_EXERCISE DIRECTIONS:_
Extract each line below that contains the string "chocolate" and copy it without alteration.

Annotated coordinate records:
◇ ◇ ◇ ◇

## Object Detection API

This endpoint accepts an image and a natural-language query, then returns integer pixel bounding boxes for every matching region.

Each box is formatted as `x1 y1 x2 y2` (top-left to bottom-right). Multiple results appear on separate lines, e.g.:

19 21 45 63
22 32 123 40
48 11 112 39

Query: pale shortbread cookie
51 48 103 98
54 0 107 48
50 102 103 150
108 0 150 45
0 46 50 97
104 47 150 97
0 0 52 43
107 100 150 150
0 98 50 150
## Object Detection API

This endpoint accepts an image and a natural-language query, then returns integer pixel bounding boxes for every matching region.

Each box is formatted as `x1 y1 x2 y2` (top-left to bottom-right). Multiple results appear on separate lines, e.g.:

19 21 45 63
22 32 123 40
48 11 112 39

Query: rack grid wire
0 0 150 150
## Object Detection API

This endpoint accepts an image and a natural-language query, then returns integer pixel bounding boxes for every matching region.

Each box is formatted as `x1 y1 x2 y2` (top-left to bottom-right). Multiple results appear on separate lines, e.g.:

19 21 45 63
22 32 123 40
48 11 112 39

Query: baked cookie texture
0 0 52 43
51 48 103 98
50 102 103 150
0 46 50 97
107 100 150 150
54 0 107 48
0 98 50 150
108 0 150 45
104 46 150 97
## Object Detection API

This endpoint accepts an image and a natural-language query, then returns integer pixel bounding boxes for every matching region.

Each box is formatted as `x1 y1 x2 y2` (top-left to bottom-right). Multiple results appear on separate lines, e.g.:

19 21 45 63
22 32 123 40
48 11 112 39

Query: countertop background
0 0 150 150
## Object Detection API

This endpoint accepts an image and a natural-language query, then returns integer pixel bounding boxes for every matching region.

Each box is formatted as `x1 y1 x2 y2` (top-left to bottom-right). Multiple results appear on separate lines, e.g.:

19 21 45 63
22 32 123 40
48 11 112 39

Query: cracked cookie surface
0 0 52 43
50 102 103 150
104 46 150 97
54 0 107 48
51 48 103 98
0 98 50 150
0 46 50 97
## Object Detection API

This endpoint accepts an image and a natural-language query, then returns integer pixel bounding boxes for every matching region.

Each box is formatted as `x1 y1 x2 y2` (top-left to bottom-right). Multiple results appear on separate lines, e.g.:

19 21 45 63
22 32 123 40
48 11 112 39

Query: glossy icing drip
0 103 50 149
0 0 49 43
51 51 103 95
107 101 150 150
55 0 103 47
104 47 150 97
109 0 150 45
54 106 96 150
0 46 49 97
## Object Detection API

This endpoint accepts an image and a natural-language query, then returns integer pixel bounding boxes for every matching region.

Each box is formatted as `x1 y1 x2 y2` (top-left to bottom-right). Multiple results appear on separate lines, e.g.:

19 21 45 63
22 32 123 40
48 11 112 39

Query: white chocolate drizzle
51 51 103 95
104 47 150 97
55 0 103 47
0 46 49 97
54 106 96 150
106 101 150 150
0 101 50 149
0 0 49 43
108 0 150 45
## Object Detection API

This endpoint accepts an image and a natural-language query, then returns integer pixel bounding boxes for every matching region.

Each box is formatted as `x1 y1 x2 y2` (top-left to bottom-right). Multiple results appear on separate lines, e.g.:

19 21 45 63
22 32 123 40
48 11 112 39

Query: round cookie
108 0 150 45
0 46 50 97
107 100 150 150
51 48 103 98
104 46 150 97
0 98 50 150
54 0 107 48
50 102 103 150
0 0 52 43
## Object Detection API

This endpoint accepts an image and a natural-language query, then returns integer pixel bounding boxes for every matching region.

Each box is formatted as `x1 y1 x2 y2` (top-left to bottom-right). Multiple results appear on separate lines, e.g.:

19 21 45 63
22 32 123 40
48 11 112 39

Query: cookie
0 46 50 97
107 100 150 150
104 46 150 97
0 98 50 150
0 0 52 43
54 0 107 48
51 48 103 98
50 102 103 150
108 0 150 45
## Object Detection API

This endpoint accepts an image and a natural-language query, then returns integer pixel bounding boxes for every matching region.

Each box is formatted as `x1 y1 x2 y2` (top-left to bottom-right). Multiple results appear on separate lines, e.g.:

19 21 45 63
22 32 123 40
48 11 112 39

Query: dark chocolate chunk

◇ ◇ ◇ ◇

_RESPONSE TO THIS EXERCISE:_
Query: white chocolate drizzle
Query: dark chocolate chunk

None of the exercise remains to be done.